**Work request:**
Among the lines of the entries below, count those containing the word "tire" and answer with the number only.

**Data for review:**
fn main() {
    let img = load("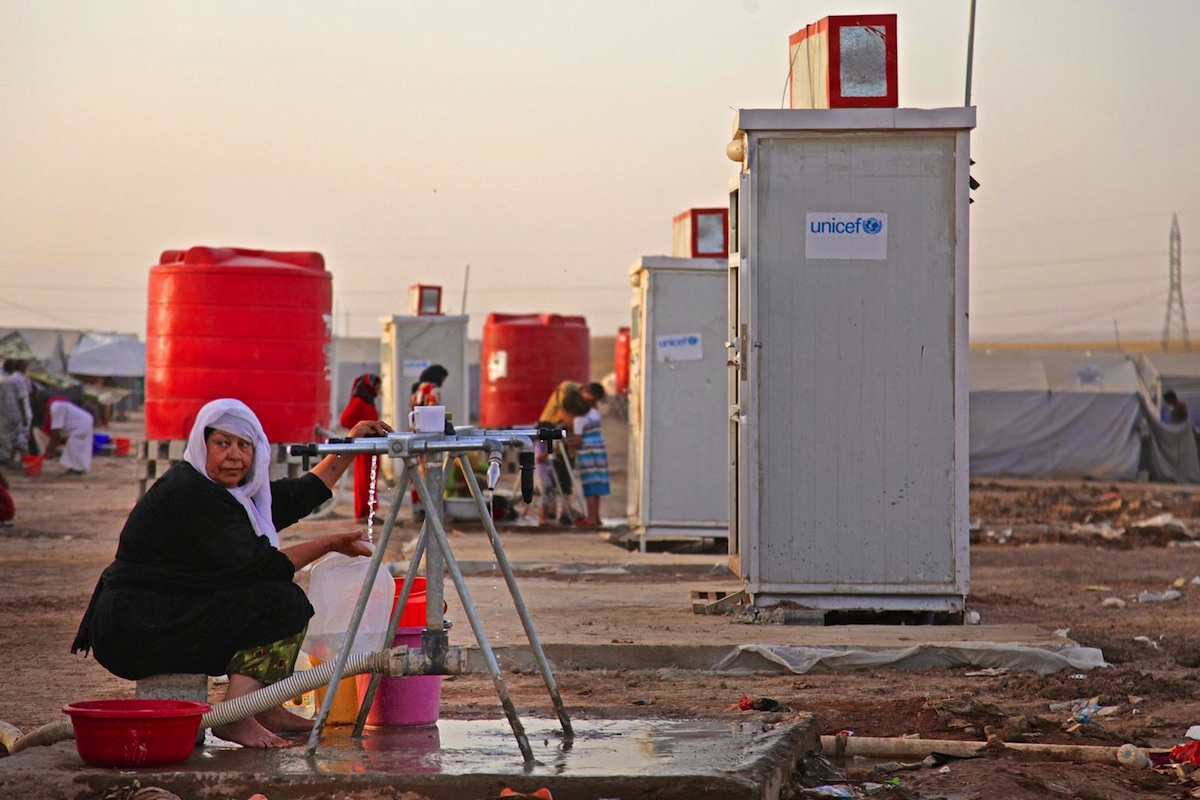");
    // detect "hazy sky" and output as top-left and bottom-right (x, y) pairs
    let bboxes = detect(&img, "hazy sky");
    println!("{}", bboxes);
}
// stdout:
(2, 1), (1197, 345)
...
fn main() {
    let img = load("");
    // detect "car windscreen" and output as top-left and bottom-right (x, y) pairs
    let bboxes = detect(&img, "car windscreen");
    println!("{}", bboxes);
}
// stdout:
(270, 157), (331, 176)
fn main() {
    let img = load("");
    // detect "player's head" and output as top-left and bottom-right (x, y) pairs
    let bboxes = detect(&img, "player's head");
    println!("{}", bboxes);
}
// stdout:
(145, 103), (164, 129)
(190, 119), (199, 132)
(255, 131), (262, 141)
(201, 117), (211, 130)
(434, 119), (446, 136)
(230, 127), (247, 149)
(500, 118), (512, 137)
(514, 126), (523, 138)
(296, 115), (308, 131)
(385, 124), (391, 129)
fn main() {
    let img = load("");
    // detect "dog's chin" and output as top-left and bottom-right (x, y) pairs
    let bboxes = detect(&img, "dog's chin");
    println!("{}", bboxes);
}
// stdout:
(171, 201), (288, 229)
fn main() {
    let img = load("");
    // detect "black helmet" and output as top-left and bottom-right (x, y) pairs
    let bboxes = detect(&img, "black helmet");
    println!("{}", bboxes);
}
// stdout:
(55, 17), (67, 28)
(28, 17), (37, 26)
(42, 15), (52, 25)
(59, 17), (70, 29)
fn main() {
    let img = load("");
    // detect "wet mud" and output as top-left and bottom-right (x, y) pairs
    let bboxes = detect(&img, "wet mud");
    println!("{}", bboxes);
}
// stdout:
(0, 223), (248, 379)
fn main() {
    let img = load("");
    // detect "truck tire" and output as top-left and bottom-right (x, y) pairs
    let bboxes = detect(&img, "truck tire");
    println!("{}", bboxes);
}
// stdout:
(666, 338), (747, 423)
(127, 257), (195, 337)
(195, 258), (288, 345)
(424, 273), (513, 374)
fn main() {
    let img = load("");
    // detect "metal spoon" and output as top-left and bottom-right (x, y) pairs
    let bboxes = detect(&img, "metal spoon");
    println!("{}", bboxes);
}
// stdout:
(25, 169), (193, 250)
---
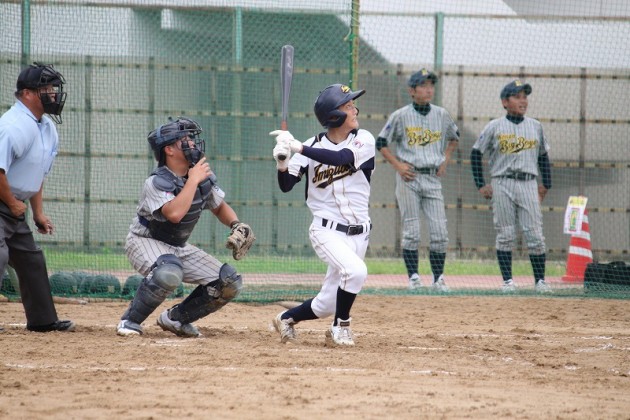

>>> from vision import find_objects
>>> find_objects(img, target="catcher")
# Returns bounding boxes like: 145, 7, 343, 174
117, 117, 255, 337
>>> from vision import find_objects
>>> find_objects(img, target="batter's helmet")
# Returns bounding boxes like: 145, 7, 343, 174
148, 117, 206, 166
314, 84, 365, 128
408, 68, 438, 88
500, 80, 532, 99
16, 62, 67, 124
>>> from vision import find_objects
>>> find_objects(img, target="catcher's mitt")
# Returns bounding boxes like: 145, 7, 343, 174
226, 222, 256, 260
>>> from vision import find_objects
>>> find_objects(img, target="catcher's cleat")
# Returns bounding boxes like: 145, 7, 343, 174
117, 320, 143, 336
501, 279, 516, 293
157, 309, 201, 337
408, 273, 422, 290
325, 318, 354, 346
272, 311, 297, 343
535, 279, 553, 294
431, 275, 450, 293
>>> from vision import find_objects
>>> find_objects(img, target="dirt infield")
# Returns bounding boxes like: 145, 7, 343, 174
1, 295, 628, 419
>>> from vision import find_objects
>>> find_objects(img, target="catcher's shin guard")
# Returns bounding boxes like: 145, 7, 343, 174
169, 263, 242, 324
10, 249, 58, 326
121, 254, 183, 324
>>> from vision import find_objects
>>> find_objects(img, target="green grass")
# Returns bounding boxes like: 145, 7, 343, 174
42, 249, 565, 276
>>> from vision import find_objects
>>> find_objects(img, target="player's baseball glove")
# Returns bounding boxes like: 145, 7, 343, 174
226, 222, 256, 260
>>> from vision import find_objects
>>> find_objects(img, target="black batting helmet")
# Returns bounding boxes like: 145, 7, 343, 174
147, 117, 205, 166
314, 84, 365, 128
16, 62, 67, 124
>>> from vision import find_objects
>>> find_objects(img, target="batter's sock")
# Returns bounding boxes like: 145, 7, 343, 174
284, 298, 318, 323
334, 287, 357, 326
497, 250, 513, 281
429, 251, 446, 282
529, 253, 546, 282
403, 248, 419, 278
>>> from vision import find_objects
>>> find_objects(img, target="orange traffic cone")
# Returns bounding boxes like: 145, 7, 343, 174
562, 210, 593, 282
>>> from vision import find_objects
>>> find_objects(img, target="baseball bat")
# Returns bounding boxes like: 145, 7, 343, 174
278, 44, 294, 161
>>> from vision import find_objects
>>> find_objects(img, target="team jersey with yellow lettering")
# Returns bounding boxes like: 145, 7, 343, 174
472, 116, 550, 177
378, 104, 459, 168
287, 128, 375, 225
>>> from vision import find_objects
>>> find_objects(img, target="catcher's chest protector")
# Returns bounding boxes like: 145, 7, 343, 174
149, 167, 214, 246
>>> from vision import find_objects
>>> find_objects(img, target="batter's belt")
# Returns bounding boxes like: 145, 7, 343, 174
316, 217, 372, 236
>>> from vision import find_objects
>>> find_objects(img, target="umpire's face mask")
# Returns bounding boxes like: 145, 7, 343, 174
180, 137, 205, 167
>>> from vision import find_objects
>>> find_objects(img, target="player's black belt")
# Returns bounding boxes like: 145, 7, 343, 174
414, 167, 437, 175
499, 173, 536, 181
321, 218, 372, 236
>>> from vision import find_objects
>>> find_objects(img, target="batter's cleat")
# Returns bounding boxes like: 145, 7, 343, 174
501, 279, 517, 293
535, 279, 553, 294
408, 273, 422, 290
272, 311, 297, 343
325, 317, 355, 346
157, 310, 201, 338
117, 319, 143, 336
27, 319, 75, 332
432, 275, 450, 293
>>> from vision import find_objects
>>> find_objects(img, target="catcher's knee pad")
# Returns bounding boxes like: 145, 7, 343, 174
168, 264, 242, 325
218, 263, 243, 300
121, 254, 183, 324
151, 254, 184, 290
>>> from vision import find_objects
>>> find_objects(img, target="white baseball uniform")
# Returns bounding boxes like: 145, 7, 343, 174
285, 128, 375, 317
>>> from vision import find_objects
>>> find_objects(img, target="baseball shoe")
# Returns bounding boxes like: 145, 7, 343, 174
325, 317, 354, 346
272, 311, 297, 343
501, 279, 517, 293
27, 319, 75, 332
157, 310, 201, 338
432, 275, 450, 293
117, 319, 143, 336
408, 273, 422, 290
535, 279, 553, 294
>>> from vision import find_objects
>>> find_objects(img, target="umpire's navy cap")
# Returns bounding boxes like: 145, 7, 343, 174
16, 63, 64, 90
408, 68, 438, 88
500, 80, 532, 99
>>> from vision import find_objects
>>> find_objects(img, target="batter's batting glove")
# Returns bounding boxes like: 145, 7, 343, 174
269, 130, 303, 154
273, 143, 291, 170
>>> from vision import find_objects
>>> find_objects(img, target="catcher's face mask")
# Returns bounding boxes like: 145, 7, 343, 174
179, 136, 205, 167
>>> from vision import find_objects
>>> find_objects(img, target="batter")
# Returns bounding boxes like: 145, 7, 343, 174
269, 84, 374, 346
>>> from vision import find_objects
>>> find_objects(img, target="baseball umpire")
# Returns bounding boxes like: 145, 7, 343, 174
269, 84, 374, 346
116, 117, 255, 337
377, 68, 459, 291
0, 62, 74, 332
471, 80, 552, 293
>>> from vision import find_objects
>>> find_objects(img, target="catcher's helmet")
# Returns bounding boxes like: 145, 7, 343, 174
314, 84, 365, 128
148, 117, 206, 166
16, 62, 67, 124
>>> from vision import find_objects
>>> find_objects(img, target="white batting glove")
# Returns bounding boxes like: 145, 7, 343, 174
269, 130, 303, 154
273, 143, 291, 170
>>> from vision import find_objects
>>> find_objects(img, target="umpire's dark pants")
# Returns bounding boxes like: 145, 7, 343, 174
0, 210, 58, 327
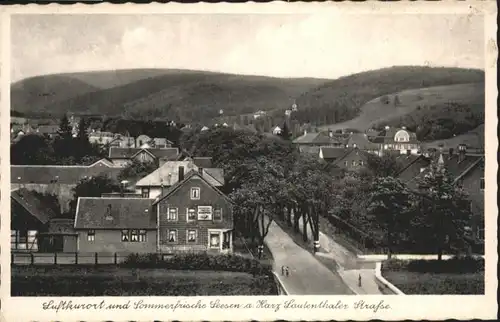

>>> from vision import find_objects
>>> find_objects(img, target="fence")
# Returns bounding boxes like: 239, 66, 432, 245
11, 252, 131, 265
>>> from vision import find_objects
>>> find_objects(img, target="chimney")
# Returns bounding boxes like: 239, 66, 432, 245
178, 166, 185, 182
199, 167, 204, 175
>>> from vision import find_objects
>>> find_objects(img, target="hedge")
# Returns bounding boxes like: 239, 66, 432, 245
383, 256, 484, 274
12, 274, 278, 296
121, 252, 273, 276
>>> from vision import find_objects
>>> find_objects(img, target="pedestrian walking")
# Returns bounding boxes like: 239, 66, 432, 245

**Output:**
2